• **Extract provided**:
#####
Please note that the recurring subsidy flows from the sale of power by wind and solar energy plants typically look like the interest payments that you get from traditional bonds issued by the government. This means that hedge funds and PE firms are increasing their investment into these assets. Solar Energy farms are becoming commonplace these days unlike the earlier days. It was a risky proposition with supplier, foreign exchange, capital risks etc. However, the industry is maturing and is no longer a niche exotic one. More than 10 GW of solar power farms will be built in China and almost 2 GW in USA this year. The total solar pipeline is supposed to exceed 100 GW now, with solar farms planned across countries as varied as Chile, South Africa, Morocco etc.

Though the industry is maturing, risks are still considered high which means that smart investors have an opportunity to generate Alpha if they invest in the right projects. Some of the large solar energy developers are also looking to keep the best solar assets for themselves rather than selling it. SunEdison (SUNE) will soon list its solar asset subsidiary as will Jinko Solar (JKS). This will help the companies generate more value rather than selling these assets to a third party.
#####
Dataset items
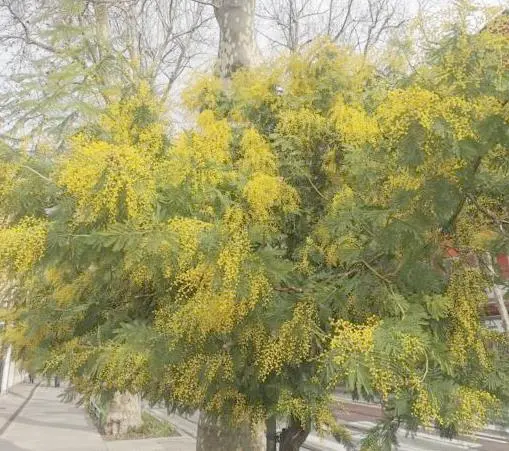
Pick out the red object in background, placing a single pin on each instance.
(503, 264)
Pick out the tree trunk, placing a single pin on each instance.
(237, 45)
(294, 436)
(124, 414)
(215, 435)
(499, 295)
(271, 433)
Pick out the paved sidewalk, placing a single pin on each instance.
(33, 418)
(44, 423)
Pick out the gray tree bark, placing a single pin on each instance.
(124, 414)
(294, 436)
(237, 44)
(214, 435)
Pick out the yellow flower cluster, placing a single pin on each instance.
(292, 344)
(188, 232)
(425, 406)
(235, 250)
(466, 292)
(132, 121)
(124, 370)
(103, 176)
(23, 244)
(265, 192)
(256, 154)
(357, 128)
(305, 126)
(351, 340)
(199, 158)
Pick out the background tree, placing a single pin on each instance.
(289, 241)
(364, 25)
(66, 60)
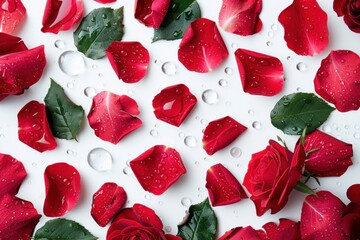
#####
• **Stated problem**: Continue the passage about investing in solar energy farms, starting after its last sentence.

• **Answer for the task**:
Solar energy farms used to generate IRRs of 25-30% in the boom days, but now these returns have come down dramatically as governments have sharply reduced the subsidy rates. However 8-10% returns can still be easily generated from solar assets, which is good enough for the multi billion dollar asset managers who are getting meagre returns in the currently financial repression days we are living in. Central banks have artificially reduced the returns by keeping the rates near or at zero levels. Solar assets in such a world look extremely attractive.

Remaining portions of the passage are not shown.